▶ **Problem description**:
Would you print the records as they stand, down to the last character?

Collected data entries
Start of Block
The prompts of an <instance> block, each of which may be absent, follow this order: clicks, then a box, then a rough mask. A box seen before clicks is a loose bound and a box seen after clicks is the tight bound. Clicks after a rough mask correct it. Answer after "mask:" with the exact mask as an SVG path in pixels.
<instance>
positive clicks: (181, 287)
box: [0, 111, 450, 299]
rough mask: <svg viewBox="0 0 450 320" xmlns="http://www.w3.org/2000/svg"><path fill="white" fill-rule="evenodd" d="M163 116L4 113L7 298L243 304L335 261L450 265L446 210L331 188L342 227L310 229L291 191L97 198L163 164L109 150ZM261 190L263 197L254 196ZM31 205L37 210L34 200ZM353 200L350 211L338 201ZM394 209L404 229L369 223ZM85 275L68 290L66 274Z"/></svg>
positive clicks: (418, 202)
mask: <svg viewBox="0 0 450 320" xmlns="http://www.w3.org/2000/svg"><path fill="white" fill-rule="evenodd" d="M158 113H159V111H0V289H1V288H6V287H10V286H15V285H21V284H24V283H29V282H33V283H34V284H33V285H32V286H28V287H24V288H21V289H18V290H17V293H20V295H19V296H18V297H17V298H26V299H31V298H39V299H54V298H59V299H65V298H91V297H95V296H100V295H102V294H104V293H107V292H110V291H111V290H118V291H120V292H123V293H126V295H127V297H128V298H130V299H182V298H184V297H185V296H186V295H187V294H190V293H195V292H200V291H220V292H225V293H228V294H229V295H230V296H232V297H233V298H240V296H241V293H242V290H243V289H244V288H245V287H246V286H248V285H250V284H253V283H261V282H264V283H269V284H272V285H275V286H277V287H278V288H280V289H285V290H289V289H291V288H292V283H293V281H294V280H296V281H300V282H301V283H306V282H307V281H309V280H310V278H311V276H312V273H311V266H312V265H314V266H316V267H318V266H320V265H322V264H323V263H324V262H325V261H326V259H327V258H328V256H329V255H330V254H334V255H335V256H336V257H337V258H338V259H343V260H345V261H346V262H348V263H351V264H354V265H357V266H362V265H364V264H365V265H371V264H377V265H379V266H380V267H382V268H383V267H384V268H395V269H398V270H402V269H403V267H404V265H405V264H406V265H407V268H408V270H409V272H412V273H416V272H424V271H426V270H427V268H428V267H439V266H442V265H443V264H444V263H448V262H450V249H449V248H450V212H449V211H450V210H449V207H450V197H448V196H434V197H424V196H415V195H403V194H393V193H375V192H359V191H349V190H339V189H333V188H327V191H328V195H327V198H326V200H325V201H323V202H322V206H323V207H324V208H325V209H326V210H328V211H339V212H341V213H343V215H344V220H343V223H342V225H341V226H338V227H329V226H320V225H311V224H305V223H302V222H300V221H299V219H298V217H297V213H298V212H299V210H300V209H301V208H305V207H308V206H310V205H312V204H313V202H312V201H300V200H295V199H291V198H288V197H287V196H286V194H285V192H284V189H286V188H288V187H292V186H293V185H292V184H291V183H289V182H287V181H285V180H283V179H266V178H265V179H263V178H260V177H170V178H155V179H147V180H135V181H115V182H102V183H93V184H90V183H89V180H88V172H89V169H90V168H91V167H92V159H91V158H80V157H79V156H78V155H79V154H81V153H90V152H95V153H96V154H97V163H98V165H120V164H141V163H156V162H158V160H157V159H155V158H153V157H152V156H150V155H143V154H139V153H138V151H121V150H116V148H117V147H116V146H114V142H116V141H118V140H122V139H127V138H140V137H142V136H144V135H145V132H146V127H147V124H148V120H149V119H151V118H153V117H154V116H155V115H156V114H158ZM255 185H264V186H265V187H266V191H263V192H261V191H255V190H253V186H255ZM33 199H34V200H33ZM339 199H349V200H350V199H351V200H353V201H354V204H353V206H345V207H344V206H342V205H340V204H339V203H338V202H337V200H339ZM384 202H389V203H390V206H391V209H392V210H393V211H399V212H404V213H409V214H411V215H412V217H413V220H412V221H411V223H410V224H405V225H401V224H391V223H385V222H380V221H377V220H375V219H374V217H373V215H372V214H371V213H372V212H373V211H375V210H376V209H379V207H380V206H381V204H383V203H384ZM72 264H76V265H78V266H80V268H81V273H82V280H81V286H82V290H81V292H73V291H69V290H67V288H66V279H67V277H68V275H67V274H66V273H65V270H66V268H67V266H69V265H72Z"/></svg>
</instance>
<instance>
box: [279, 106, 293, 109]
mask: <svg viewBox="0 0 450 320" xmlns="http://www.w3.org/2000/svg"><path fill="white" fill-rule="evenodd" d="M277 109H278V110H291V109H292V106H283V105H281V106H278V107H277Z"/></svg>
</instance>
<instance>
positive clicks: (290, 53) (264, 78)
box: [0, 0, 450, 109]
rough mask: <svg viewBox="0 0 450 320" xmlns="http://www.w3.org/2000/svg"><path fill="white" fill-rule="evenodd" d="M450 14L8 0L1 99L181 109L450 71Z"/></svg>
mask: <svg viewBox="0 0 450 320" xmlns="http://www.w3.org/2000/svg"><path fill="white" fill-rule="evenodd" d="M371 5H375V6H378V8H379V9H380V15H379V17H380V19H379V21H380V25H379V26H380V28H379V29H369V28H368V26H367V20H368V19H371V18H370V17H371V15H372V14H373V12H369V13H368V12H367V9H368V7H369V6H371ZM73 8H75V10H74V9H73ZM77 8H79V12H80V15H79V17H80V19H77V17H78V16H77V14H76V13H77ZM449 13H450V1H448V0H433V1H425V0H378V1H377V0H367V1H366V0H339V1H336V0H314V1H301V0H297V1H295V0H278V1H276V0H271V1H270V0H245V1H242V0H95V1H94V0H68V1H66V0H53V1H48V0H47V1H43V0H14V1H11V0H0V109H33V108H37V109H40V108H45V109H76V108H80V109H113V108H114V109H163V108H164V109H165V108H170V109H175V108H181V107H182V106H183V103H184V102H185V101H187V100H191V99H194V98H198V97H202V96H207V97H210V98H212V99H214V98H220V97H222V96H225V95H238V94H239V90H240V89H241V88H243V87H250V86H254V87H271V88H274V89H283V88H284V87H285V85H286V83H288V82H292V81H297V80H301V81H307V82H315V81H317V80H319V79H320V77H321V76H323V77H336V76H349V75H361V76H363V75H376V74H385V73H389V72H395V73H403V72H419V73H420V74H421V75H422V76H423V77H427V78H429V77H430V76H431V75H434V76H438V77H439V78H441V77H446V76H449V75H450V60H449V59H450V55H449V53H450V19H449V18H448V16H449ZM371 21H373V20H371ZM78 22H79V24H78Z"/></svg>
End of Block
▶ **Exercise response**:
The prompts of an <instance> block, each of which may be absent, follow this order: clicks, then a box, then a rough mask. A box seen before clicks is a loose bound and a box seen after clicks is the tight bound. Clicks after a rough mask correct it. Answer after "mask:" with the exact mask as an SVG path in pixels.
<instance>
positive clicks: (181, 287)
box: [0, 111, 450, 299]
rough mask: <svg viewBox="0 0 450 320" xmlns="http://www.w3.org/2000/svg"><path fill="white" fill-rule="evenodd" d="M163 116L4 113L7 298L243 304L335 261L450 265L446 210L331 188L342 227L310 229L291 191L97 198L163 164L109 150ZM261 190L263 197L254 196ZM31 205L37 210L34 200ZM353 200L350 211L338 201ZM394 209L404 229L369 223ZM85 275L68 290L66 274Z"/></svg>
positive clicks: (418, 202)
mask: <svg viewBox="0 0 450 320" xmlns="http://www.w3.org/2000/svg"><path fill="white" fill-rule="evenodd" d="M158 113H159V111H0V289H1V288H6V287H10V286H15V285H21V284H24V283H29V282H33V283H34V284H33V285H32V286H28V287H24V288H21V289H18V290H17V293H20V295H19V296H18V297H17V298H26V299H31V298H39V299H54V298H59V299H65V298H91V297H95V296H100V295H102V294H104V293H107V292H110V291H111V290H118V291H120V292H123V293H126V295H127V297H128V298H130V299H182V298H184V297H185V296H186V295H187V294H190V293H195V292H200V291H220V292H225V293H228V294H229V295H230V296H232V297H233V298H240V296H241V293H242V290H243V289H244V288H245V287H246V286H248V285H250V284H253V283H261V282H264V283H269V284H272V285H275V286H277V287H278V288H280V289H285V290H289V289H291V288H292V283H293V281H294V280H296V281H300V282H301V283H306V282H307V281H309V280H310V278H311V276H312V273H311V266H312V265H314V266H316V267H318V266H320V265H322V264H323V263H324V262H325V261H326V259H327V258H328V256H329V255H330V254H334V255H335V256H336V257H337V258H338V259H343V260H345V261H346V262H348V263H351V264H354V265H357V266H362V265H364V264H365V265H371V264H377V265H379V266H380V267H382V268H383V267H384V268H395V269H398V270H402V269H403V267H404V265H405V264H406V265H407V268H408V270H409V272H412V273H416V272H424V271H426V270H427V268H428V267H439V266H442V265H443V264H444V263H448V262H450V249H449V248H450V212H449V211H450V210H449V207H450V197H448V196H434V197H424V196H415V195H403V194H393V193H375V192H359V191H349V190H339V189H333V188H327V191H328V195H327V198H326V200H325V201H323V202H322V206H323V207H324V208H325V209H326V210H328V211H339V212H341V213H343V215H344V220H343V223H342V225H341V226H338V227H329V226H320V225H311V224H305V223H302V222H300V221H299V219H298V217H297V213H298V212H299V210H300V209H301V208H305V207H308V206H310V205H312V204H313V202H312V201H300V200H295V199H291V198H288V197H287V196H286V194H285V192H284V189H286V188H288V187H292V186H293V185H292V184H291V183H289V182H287V181H285V180H283V179H266V178H265V179H263V178H260V177H170V178H155V179H147V180H135V181H115V182H102V183H93V184H90V183H89V180H88V172H89V169H90V168H91V167H92V159H91V158H80V157H79V156H78V155H79V154H81V153H90V152H95V153H96V154H97V163H98V165H120V164H141V163H156V162H158V160H157V159H155V158H153V157H152V156H150V155H143V154H139V153H138V151H121V150H116V148H117V147H116V146H114V142H116V141H118V140H122V139H127V138H140V137H142V136H144V135H145V132H146V127H147V124H148V120H149V119H151V118H153V117H154V116H155V115H156V114H158ZM255 185H264V186H265V187H266V191H263V192H261V191H255V190H253V186H255ZM33 199H34V200H33ZM339 199H349V200H350V199H351V200H353V201H354V204H353V206H345V207H344V206H342V205H340V204H339V203H338V202H337V200H339ZM384 202H389V203H390V206H391V209H392V210H393V211H399V212H404V213H409V214H411V215H412V217H413V220H412V221H411V223H410V224H405V225H401V224H391V223H385V222H380V221H377V220H375V219H374V217H373V215H372V214H371V213H372V212H373V211H375V210H376V209H379V207H380V206H381V204H383V203H384ZM72 264H76V265H78V266H80V268H81V273H82V280H81V286H82V290H81V292H73V291H69V290H67V288H66V279H67V277H68V275H67V274H66V273H65V270H66V268H67V266H69V265H72Z"/></svg>
</instance>
<instance>
box: [279, 106, 293, 109]
mask: <svg viewBox="0 0 450 320" xmlns="http://www.w3.org/2000/svg"><path fill="white" fill-rule="evenodd" d="M277 109H278V110H291V109H292V106H283V105H281V106H278V107H277Z"/></svg>
</instance>
<instance>
positive clicks: (290, 53) (264, 78)
box: [0, 0, 450, 109]
rough mask: <svg viewBox="0 0 450 320" xmlns="http://www.w3.org/2000/svg"><path fill="white" fill-rule="evenodd" d="M450 14L8 0L1 99L181 109L450 71Z"/></svg>
mask: <svg viewBox="0 0 450 320" xmlns="http://www.w3.org/2000/svg"><path fill="white" fill-rule="evenodd" d="M371 5H375V6H378V8H379V9H380V15H379V17H380V19H379V21H380V25H379V26H380V28H379V29H369V28H368V26H367V20H368V19H371V18H370V17H371V15H372V14H373V12H369V13H368V12H367V9H368V7H369V6H371ZM73 8H75V10H74V9H73ZM77 8H79V12H80V15H79V17H80V19H77V17H78V16H77V14H76V13H77ZM449 13H450V1H448V0H433V1H425V0H378V1H377V0H367V1H366V0H339V1H336V0H314V1H301V0H297V1H295V0H278V1H276V0H271V1H270V0H245V1H242V0H95V1H94V0H68V1H66V0H53V1H48V0H47V1H43V0H14V1H11V0H0V109H33V108H37V109H40V108H45V109H76V108H80V109H113V108H114V109H163V108H164V109H165V108H170V109H175V108H181V107H182V106H183V103H184V102H185V101H187V100H191V99H194V98H198V97H202V96H207V97H210V98H212V99H214V98H220V97H222V96H225V95H238V94H239V90H240V89H241V88H243V87H250V86H254V87H271V88H274V89H283V88H284V87H285V85H286V83H288V82H292V81H297V80H301V81H307V82H315V81H317V80H319V79H320V77H321V76H323V77H336V76H349V75H361V76H363V75H376V74H385V73H389V72H395V73H403V72H419V73H420V74H421V75H422V76H423V77H427V78H429V77H430V76H431V75H434V76H438V77H439V78H441V77H446V76H449V75H450V60H449V59H450V55H449V53H450V19H449V18H448V16H449ZM371 21H373V20H371ZM78 22H79V24H78Z"/></svg>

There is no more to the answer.